----- PASSAGE SHOWN -----
None of us here suffers from the horrible disease of leprosy as those men did. But we can look around and see the effects of sin, can’t we? There are plenty of people in the world suffering from some ugly diseases; some in our own neighborhoods. Some of us ourselves are facing severe illnesses or medical conditions. Is there anything we long for more than relief from that pain and emotional turmoil? I’m sure the lepers would scoff at the notion that we share the same condition they did, but we can in fact identify with those men. That’s because we are diseased not on our skin but in our heart. Our sinful flesh is rotting ourselves away. We are just as much in need of crying out for mercy to Christ as they were.

Here we learn a very important thing about what we do, since that’s our question of the day. What does Jesus direct them to do? Go show themselves to the priests. And what do they do? Exactly what Jesus tells them to do. It’s not what saved them from their leprosy, of course, it’s the Word of Christ that He spoke. But nevertheless, they obey His Word and go. All, that is, but the one. He came back. He had something else he needed to do, even though Jesus was clear in His command. The Samaritan came back to praise God and give thanks to Jesus.

It is in this that we see there is nothing we can do. It appears the lepers are doing all this doing. But whereas the nine go to the priests to get that work done Jesus had talked about the one can’t see anything but the mercy that has been poured out upon him. Whereas the nine are busy with the question, “What do we do?” the one is filled up with relief, gratitude, and thanksgiving. The priests will have to wait, because Jesus is the source of salvation, of life, of healing, of mercy. This one man realized there was indeed nothing He could do—Christ had done it all! That there is indeed no sense anymore in trying to figure what can or should be done when the one who is crying out for mercy is crying out for mercy because he is unable to do anything to save himself!
----- SUPPLIED RECORDS -----
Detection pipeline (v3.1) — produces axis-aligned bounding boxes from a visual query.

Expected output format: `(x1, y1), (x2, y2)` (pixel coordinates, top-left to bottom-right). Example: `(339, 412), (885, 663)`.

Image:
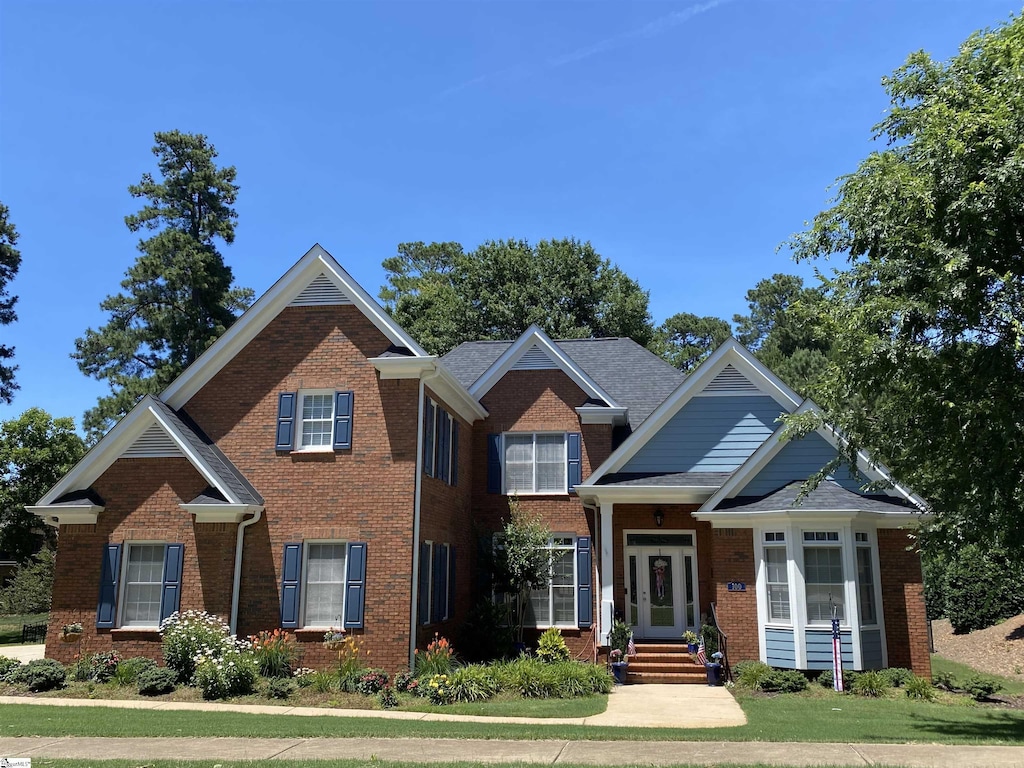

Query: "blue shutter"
(281, 542), (302, 630)
(577, 536), (594, 630)
(96, 544), (121, 630)
(487, 434), (502, 494)
(160, 544), (185, 622)
(334, 392), (352, 451)
(274, 392), (295, 451)
(423, 397), (434, 477)
(566, 432), (583, 490)
(417, 542), (431, 624)
(345, 542), (367, 630)
(452, 419), (459, 485)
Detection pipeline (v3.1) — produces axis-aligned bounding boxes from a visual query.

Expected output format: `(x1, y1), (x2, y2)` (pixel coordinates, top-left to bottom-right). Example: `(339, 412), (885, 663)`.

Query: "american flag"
(833, 608), (843, 691)
(697, 635), (708, 665)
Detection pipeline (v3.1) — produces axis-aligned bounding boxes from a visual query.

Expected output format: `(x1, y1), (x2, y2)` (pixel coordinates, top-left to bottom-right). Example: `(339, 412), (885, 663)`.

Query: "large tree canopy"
(0, 408), (85, 562)
(793, 17), (1024, 546)
(0, 203), (22, 402)
(380, 240), (653, 354)
(72, 131), (252, 437)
-----
WORK REQUEST 1:
In the last paragraph of the passage about the lepers, list everything Jesus is called the source of.
WORK REQUEST 2:
Extend the passage about the lepers, starting after its final sentence.

EXERCISE RESPONSE 1:
salvation, life, healing, mercy

EXERCISE RESPONSE 2:
I wonder why Jesus made a big deal about the nine? Was it because He wanted everyone to know they blew it and others should learn from their ungratefulness? Or was it because they had asked for mercy and really missed the point of it—to bask in it! To stand and be awash in the renewing flood of His compassion, grace, and salvation! To not be caught up in what it is they felt they were constrained to do!

That’s what Jesus is getting at when He tells the man that He may go in peace, that his faith has saved him. Jesus here shows us what faith is all about. That our answer to our question “What do we do?” is not about what we do but completely about what Christ has done for us. Here we come to the crux of the matter. The word “crux” comes from the word “cross”, and that my friends is the crux of the matter—the cross. Where does Jesus meet us? The cross. Where is our cry for mercy met? The cross. Where does our faith save us? The cross. The cross saves us. Christ saves us.

What do we do? Receive His forgiveness. It is given to us. We are met by Him. Here we are in life when Jesus comes to our village. We stand afar off. Dare we come to Him? Can we? But what does He do? He cleanses us. He Baptizes us, removing the sin that clings to our flesh as the leprosy clung to the lepers’ flesh. Our cry for mercy reaches His ears and ours are met with His Word, “Take, eat, this is My body, given for you. Take, drink, this is My blood, shed for you for the forgiveness of your sins.”

What do we do? Thank God He has done it all in His Son Jesus Christ! Amen.

SDG

4 comments:

Anonymous said...

Keep on publishing your sermons, Paul. They are good.

See you soon.

Vona

David Contra Mundum said...

Amen, Paul, amen!

Peter said...

An excellent approach to the question, "What do we do?"

Your sermon also made me consider something I hadn't before: could the Samaritan have gone to the Jewish priest and be declared clean? If not, he realizes who his real priest is: Jesus Christ, the one who made him clean and now declared him clean. All the rich high priestly imagery ascribed to Christ in Hebrews is then brought to mind.

rev.will said...

Hi Peter:

Thanks. I hadn't considered that point before either. Fascinating. It's interesting that he *did* begin to go, along with the Jews he was with. Regardless, I like your connection with the High Priestly imagery of Hebrews.